Retype every line of the records exactly.

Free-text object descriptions
* * * *

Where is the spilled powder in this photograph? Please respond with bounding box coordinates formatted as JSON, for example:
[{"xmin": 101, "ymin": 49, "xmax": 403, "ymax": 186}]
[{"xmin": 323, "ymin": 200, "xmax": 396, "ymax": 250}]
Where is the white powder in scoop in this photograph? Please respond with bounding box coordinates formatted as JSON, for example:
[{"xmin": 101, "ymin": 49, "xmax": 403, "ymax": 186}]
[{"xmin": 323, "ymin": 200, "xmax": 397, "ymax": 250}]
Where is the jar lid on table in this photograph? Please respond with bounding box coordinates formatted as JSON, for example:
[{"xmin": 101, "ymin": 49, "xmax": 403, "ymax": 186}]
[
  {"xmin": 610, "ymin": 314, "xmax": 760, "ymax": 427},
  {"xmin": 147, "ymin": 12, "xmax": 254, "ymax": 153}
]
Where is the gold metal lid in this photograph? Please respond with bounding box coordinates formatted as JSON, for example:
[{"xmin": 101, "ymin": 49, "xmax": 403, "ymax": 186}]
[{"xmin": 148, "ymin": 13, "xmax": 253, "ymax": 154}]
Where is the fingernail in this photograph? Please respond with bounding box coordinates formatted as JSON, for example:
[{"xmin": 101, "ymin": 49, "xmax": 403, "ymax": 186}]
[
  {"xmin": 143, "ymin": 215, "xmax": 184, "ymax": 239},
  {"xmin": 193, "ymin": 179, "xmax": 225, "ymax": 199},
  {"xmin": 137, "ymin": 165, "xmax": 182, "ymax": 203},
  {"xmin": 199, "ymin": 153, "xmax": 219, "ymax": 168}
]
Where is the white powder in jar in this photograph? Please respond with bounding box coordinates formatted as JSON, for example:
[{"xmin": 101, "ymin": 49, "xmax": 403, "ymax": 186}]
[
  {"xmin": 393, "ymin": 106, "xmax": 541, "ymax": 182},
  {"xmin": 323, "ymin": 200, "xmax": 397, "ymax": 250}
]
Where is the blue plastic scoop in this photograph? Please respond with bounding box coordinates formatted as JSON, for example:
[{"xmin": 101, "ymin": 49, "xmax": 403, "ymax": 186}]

* * * *

### Answer section
Where is the spilled powder in this photograph? Please respond with bounding box coordinates formatted as JSON, for example:
[{"xmin": 101, "ymin": 49, "xmax": 403, "ymax": 186}]
[{"xmin": 323, "ymin": 200, "xmax": 396, "ymax": 250}]
Where is the white powder in scoop in this photograph? Please respond with bounding box coordinates formatted as JSON, for example:
[{"xmin": 101, "ymin": 49, "xmax": 403, "ymax": 186}]
[{"xmin": 323, "ymin": 200, "xmax": 397, "ymax": 250}]
Where is the jar lid on table in this photograph? Please respond with bounding box coordinates formatted as JSON, for example:
[{"xmin": 101, "ymin": 49, "xmax": 403, "ymax": 186}]
[
  {"xmin": 610, "ymin": 314, "xmax": 760, "ymax": 427},
  {"xmin": 147, "ymin": 12, "xmax": 254, "ymax": 153}
]
Where is the gold metal lid in this photograph? Please respond with bounding box coordinates formatted as JSON, for example:
[{"xmin": 101, "ymin": 49, "xmax": 403, "ymax": 186}]
[{"xmin": 148, "ymin": 13, "xmax": 253, "ymax": 154}]
Where is the fingernail in this photograph? Please respond with bounding box coordinates formatted as JSON, for example:
[{"xmin": 101, "ymin": 49, "xmax": 403, "ymax": 186}]
[
  {"xmin": 143, "ymin": 215, "xmax": 184, "ymax": 239},
  {"xmin": 193, "ymin": 179, "xmax": 225, "ymax": 199},
  {"xmin": 137, "ymin": 165, "xmax": 182, "ymax": 203},
  {"xmin": 199, "ymin": 153, "xmax": 219, "ymax": 168}
]
Where is the white powder in jar in this photograph? Please respond with bounding box coordinates formatted as JSON, for example:
[{"xmin": 101, "ymin": 49, "xmax": 403, "ymax": 186}]
[
  {"xmin": 393, "ymin": 106, "xmax": 541, "ymax": 182},
  {"xmin": 323, "ymin": 200, "xmax": 397, "ymax": 250}
]
Where is the blue plastic scoop in this photograph? Please respond with bounding box coordinates formatted as JSON, for example:
[{"xmin": 101, "ymin": 49, "xmax": 403, "ymax": 186}]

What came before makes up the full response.